------ Data provided ------
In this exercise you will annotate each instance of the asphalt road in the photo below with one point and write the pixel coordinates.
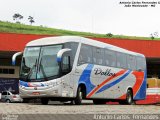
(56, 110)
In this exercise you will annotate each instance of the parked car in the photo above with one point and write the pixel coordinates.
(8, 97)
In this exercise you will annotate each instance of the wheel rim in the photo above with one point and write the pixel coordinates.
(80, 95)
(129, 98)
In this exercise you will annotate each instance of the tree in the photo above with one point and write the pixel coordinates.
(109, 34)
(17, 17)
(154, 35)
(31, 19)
------
------ Data provided ------
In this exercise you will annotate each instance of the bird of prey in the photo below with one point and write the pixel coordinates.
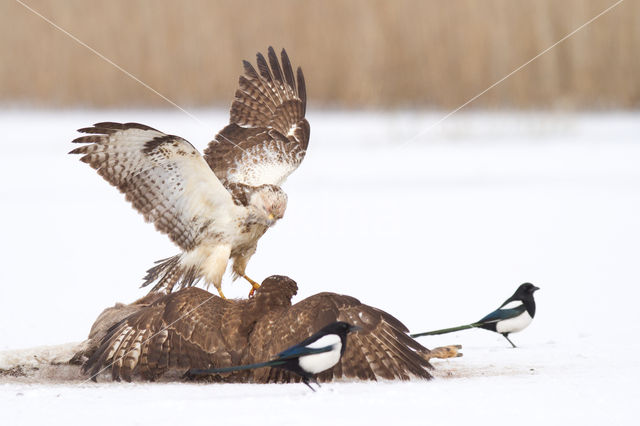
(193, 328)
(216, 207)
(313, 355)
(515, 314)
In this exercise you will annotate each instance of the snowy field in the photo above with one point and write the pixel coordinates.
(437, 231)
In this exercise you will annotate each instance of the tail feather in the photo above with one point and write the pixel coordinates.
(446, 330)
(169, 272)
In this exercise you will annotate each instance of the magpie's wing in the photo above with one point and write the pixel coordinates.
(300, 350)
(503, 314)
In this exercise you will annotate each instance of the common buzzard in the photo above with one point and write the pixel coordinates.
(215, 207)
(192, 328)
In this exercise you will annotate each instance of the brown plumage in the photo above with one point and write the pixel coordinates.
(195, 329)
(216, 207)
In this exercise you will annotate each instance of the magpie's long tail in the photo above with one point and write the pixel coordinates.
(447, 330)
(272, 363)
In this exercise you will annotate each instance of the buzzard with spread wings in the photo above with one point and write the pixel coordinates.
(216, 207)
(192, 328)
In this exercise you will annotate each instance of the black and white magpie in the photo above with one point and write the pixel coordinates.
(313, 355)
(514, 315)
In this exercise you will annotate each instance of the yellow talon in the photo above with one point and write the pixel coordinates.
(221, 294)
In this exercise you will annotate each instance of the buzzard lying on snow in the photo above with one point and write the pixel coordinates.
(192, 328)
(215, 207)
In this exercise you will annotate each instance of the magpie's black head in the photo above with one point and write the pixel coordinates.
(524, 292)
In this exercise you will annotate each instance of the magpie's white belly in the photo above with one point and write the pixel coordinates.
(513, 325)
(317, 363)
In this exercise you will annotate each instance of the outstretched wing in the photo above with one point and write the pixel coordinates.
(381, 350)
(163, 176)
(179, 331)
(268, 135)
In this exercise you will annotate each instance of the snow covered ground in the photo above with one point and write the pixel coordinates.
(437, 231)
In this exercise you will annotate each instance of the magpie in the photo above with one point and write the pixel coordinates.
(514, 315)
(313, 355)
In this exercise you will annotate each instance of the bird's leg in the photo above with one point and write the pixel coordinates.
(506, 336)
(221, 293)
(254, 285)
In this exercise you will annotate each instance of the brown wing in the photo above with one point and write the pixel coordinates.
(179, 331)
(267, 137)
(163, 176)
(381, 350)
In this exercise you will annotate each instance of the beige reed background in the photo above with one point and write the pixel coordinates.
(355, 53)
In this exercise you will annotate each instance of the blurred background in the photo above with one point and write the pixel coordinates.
------
Given task: Extract every line of the records above that contains the word "magpie", treating uppercase and lowercase as different.

Full response:
In this exercise you will annotate each instance of the magpie's wing in the photo above with one point and write the pixel coordinates.
In this exercise you will annotate each instance of the magpie's long tail in the photo above with one point and write the pixel coordinates.
In this exercise you will annotate each instance of the black and white magpie in the photo above with one point and write the pixel coordinates.
In this exercise you will annotate each instance of the magpie's black head in the photo above with one point and write the pixel coordinates.
In this exercise you will annotate each instance of the magpie's white belly in the photo above with one point and write the pixel coordinates.
In this exercise you will annotate each instance of the magpie in the photo above with one point and write the pixel coordinates.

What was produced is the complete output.